(Entries from a dataset)

* start *

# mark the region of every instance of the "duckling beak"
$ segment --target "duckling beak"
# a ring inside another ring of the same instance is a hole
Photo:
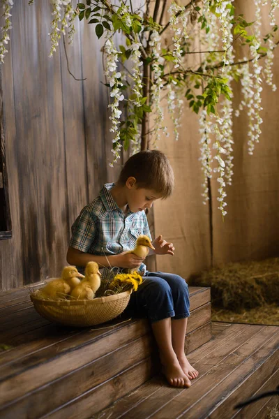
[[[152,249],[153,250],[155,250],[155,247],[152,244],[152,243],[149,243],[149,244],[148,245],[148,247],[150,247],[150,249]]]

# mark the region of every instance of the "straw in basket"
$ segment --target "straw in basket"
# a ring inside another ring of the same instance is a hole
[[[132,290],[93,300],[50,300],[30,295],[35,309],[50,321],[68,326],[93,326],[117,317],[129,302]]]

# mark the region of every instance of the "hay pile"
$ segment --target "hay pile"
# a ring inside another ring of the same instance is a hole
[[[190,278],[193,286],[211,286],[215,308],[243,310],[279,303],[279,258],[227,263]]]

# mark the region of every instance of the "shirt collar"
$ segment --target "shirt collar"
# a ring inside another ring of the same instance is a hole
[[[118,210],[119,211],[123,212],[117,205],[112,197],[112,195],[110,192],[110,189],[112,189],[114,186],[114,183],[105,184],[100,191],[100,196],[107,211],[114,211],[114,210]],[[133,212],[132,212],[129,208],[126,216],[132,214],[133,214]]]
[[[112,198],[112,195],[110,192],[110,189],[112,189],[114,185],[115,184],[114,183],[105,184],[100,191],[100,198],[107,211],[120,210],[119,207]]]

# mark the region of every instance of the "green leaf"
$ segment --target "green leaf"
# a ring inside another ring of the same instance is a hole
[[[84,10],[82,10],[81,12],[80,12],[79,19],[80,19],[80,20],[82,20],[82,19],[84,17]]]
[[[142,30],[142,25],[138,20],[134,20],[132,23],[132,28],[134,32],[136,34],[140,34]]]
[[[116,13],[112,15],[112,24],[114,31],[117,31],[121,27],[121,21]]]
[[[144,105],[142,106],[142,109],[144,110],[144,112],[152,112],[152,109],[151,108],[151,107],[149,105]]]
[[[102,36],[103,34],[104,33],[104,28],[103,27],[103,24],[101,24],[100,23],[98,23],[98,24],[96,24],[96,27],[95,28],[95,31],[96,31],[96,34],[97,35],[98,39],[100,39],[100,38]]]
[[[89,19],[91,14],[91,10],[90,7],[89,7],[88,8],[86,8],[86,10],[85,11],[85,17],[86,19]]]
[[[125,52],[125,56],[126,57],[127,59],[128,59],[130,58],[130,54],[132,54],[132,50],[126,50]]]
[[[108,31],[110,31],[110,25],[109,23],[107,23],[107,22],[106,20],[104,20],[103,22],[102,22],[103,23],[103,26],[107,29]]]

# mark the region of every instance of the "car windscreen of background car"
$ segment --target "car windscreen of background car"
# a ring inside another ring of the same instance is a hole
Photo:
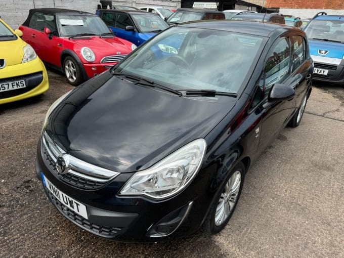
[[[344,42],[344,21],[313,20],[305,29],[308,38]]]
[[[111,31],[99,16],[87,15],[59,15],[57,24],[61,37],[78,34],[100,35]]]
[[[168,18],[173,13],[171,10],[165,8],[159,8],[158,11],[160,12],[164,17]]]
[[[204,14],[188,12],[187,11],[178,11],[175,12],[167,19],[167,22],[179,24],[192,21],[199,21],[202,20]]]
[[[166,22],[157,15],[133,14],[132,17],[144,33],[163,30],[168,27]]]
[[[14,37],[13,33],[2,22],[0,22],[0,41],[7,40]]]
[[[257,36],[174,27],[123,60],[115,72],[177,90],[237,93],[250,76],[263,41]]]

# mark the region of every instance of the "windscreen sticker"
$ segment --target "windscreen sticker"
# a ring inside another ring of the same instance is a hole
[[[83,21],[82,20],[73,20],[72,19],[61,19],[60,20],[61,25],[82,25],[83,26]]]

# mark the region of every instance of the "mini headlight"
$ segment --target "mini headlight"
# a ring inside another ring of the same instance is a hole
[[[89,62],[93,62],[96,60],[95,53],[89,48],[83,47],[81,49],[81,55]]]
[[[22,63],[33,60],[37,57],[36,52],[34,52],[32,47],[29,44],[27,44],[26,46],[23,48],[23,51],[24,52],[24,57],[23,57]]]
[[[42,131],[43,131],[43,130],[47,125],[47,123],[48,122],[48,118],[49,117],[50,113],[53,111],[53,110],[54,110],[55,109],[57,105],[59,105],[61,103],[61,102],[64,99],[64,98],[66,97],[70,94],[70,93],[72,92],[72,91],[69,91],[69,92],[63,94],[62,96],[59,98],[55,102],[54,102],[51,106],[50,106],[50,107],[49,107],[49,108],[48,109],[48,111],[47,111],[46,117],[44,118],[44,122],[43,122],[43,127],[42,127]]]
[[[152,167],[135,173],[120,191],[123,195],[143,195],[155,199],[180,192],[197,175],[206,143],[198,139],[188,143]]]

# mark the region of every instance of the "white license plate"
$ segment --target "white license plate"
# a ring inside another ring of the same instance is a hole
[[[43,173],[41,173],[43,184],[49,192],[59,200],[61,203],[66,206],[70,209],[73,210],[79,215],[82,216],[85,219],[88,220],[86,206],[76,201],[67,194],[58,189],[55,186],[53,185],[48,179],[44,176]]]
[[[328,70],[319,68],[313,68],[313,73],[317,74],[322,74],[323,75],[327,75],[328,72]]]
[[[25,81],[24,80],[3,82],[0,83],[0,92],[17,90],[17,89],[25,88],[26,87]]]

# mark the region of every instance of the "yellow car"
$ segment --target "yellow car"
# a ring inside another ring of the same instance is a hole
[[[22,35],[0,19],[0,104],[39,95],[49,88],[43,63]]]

* end *
* start *

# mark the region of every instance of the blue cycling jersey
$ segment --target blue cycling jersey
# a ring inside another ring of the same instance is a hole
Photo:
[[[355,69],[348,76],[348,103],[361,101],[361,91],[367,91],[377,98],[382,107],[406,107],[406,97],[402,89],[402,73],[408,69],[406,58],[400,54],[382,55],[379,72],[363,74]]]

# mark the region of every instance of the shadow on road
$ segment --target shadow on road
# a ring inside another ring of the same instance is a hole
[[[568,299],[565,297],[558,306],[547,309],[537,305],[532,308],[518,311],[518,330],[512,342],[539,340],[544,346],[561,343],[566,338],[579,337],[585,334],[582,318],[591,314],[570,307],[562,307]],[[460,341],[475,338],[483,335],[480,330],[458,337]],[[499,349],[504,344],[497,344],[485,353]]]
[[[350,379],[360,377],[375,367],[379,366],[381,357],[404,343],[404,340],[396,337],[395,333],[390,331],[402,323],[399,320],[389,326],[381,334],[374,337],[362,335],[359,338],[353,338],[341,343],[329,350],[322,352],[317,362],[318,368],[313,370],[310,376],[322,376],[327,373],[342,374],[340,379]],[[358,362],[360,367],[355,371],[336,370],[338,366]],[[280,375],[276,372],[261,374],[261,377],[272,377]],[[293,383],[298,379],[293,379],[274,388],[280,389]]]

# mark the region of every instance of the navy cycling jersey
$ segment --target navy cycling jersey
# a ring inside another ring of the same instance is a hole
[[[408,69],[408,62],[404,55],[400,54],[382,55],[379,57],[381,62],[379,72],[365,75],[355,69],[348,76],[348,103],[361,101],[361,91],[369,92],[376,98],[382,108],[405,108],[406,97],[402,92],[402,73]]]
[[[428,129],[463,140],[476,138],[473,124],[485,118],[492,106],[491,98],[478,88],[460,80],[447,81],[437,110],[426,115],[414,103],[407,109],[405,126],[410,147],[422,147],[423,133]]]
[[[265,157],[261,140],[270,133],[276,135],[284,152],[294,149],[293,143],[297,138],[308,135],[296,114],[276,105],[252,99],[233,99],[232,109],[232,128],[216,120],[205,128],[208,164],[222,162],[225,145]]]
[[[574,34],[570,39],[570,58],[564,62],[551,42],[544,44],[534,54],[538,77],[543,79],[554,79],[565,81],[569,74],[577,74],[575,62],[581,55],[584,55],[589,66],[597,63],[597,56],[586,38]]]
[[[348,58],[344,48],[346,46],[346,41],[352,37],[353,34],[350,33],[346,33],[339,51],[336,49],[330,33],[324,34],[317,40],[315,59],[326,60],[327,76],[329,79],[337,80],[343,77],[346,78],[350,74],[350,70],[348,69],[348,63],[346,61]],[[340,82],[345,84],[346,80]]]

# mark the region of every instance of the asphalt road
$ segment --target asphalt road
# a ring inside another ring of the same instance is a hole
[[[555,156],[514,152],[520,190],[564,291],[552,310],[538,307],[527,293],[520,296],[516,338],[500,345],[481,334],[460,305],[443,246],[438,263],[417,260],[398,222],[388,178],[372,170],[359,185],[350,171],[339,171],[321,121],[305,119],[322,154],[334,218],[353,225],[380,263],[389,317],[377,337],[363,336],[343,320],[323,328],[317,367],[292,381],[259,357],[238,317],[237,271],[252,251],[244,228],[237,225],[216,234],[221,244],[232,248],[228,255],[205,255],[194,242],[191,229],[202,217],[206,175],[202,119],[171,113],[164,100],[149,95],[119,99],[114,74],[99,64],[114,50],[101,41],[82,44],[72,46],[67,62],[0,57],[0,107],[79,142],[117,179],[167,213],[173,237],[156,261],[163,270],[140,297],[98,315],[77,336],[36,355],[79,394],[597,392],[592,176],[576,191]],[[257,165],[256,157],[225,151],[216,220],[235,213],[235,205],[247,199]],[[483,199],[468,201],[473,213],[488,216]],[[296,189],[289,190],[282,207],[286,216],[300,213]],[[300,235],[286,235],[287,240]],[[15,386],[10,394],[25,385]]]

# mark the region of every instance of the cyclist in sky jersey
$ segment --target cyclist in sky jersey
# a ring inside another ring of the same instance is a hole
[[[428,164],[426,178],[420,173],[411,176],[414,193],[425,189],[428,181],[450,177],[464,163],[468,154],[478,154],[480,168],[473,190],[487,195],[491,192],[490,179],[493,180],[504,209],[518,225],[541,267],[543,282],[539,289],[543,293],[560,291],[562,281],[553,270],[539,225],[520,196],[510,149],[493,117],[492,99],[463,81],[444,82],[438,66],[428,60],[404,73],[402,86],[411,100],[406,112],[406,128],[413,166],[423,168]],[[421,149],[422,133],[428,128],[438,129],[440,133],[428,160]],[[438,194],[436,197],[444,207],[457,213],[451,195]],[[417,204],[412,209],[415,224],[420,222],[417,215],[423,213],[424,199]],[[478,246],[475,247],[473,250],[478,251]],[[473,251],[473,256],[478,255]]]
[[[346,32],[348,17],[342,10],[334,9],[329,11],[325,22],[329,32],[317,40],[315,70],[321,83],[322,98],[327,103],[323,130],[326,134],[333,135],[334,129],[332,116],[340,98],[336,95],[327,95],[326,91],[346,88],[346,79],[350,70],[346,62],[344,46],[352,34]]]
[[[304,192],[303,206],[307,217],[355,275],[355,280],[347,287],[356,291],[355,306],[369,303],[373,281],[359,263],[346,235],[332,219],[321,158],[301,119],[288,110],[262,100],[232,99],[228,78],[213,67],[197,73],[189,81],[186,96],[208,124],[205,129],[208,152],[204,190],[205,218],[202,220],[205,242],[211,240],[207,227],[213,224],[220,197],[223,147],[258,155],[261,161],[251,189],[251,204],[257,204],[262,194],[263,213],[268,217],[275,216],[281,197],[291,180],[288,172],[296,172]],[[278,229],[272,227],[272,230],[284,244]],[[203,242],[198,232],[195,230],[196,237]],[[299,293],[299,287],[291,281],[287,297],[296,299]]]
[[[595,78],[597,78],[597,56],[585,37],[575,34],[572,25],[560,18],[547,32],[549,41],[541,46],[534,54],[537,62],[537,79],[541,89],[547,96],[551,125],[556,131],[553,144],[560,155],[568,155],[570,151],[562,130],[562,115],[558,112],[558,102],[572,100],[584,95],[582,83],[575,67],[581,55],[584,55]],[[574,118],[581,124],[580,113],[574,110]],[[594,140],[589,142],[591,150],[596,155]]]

* end *

EXERCISE PROMPT
Count the lines above that contain the string "shadow", treating uppercase and lowercase as different. Reply with the number only.

FINISHED ANSWER
2